→ **WHAT TO PRODUCE**: Please retype the lines below word for word, leaving out the pictures.

Data lines
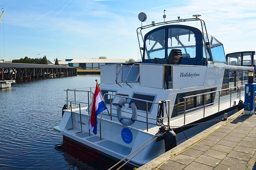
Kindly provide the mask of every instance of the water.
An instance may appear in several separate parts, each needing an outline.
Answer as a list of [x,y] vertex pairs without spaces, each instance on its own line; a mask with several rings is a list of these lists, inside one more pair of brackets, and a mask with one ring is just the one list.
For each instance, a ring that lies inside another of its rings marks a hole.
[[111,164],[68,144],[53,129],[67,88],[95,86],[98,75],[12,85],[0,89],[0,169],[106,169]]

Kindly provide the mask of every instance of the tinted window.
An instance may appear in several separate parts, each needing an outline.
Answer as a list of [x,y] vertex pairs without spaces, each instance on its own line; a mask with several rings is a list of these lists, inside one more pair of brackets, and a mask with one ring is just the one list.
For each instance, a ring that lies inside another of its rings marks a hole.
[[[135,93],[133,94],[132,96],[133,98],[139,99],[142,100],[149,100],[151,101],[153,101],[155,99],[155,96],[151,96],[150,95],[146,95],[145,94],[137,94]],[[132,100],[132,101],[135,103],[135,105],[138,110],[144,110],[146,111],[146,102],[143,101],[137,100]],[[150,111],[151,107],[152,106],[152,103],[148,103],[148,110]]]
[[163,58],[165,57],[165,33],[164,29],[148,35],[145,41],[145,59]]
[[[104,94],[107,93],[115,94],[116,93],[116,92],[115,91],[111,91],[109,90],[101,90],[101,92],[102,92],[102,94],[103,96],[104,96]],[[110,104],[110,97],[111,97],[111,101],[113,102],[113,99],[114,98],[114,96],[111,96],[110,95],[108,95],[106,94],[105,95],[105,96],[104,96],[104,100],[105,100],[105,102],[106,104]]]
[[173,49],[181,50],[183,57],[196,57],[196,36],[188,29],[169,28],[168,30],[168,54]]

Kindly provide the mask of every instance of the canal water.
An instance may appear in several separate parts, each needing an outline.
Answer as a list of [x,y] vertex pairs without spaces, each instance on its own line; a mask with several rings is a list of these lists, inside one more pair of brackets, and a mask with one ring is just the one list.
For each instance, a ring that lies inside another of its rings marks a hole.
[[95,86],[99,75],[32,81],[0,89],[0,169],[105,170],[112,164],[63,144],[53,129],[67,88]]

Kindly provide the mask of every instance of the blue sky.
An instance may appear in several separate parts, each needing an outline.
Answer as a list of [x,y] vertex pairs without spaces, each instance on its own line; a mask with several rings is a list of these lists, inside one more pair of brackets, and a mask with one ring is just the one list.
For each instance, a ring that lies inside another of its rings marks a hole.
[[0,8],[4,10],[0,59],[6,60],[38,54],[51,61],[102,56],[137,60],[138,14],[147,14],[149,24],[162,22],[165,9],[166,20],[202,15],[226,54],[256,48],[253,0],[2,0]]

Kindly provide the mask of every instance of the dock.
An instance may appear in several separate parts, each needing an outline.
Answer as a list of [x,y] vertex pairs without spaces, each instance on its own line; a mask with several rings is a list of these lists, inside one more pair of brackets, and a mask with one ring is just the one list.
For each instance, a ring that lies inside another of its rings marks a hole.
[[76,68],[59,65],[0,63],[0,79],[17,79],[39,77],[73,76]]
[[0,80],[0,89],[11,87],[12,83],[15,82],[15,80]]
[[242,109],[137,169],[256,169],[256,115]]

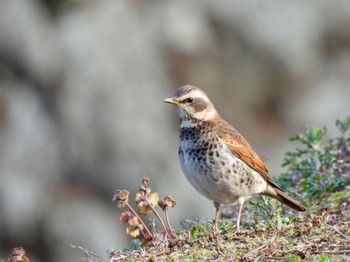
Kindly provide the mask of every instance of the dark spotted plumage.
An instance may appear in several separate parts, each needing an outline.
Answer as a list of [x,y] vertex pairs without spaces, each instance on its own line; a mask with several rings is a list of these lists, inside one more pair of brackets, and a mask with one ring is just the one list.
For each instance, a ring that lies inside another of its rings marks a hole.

→ **RESPONSE TO THE TASK**:
Kindly provide the mask of every instance of the water.
An instance may appear in several separate parts, each needing an outline.
Answer as a list of [x,y] vertex pairs without spaces, each instance on its own line; a mask with several rings is a list of these lists, inside one more pair of brackets, and a mask with one ring is just the one list.
For each instance, a ring that lies inside another of its rings marks a hole.
[[111,164],[68,144],[53,129],[67,88],[95,86],[98,75],[12,85],[0,89],[0,169],[106,169]]

Kindly provide the mask of every instance of the tinted window.
An instance may appear in several separate parts, each needing an outline.
Answer as a list of [x,y] vertex pairs without spaces, each instance on its own line; a mask with several rings is a list of these lists, inside one more pair of brackets, and a mask with one ring is just the one list.
For each instance, a ring that lies inside another of its rings marks a hole.
[[[135,93],[133,94],[132,96],[133,98],[139,99],[142,100],[149,100],[151,101],[153,101],[155,99],[155,96],[151,96],[150,95],[146,95],[145,94],[137,94]],[[132,100],[132,101],[135,103],[135,105],[138,110],[144,110],[146,111],[146,102],[143,101],[137,100]],[[150,111],[151,107],[152,106],[152,103],[148,103],[148,110]]]
[[163,58],[165,57],[165,33],[164,29],[148,35],[145,41],[145,59]]
[[[104,94],[107,93],[115,94],[116,93],[116,92],[115,91],[111,91],[109,90],[101,90],[101,92],[102,92],[102,94],[103,96],[104,96]],[[110,104],[110,97],[111,97],[111,101],[113,102],[113,99],[114,98],[114,96],[111,96],[110,95],[108,95],[106,94],[105,95],[105,96],[104,96],[104,100],[105,100],[105,102],[106,104]]]
[[173,49],[181,50],[183,57],[196,57],[196,36],[188,29],[169,28],[168,30],[168,54]]

Kindly provide the mask of every instance of the canal water.
An instance may appear in several separate parts, each needing an outline.
Answer as a list of [x,y] vertex pairs without spaces, each instance on its own line; a mask with several rings is a list of these lists, inside one more pair of brackets, and a mask with one ring is just the one list.
For each instance, a ring that lies inside another of its rings marks a hole.
[[95,86],[99,75],[32,81],[0,89],[0,169],[105,170],[112,164],[63,144],[53,129],[67,88]]

Kindly provide the mask of every instance of the blue sky.
An instance may appear in several separate parts, each needing an outline.
Answer as a list of [x,y] vertex pairs without spaces, each instance on its own line; a mask with several rings is a list of these lists, inside one more pair of brackets, and a mask with one ring is just the one list.
For each instance, a ring that lies inside another of its rings marks a hole.
[[0,8],[4,10],[0,59],[6,60],[38,54],[51,61],[102,56],[137,60],[138,14],[147,14],[149,24],[162,22],[165,9],[166,20],[202,15],[226,54],[256,48],[253,0],[2,0]]

Kindly provide the mask of every instance of the dock.
An instance may appear in several separate parts, each needing an outline.
Answer as a list of [x,y] vertex pairs without spaces, each instance on its own line; a mask with several rings is a list of these lists, inside one more pair of brackets, and a mask with one ring is just the one list.
For each instance, a ring that lies inside another of its rings marks a hole.
[[76,68],[59,65],[0,63],[0,79],[17,79],[39,77],[73,76]]
[[0,80],[0,89],[11,87],[12,83],[15,82],[15,80]]
[[242,109],[137,169],[256,169],[256,115]]

Kindly provide the mask of every instance of the dark spotted plumage.
An instance may appear in several separate parts, each needing an outline.
Answer as a list of [x,y] vertex pairs without spaces, each instance on its own line; a mask with several rings is a list of these lists, inside one more pair of brackets, and a mask with one ring is just the one list.
For each instance, a ring that lies inside another of its rings marks a hole.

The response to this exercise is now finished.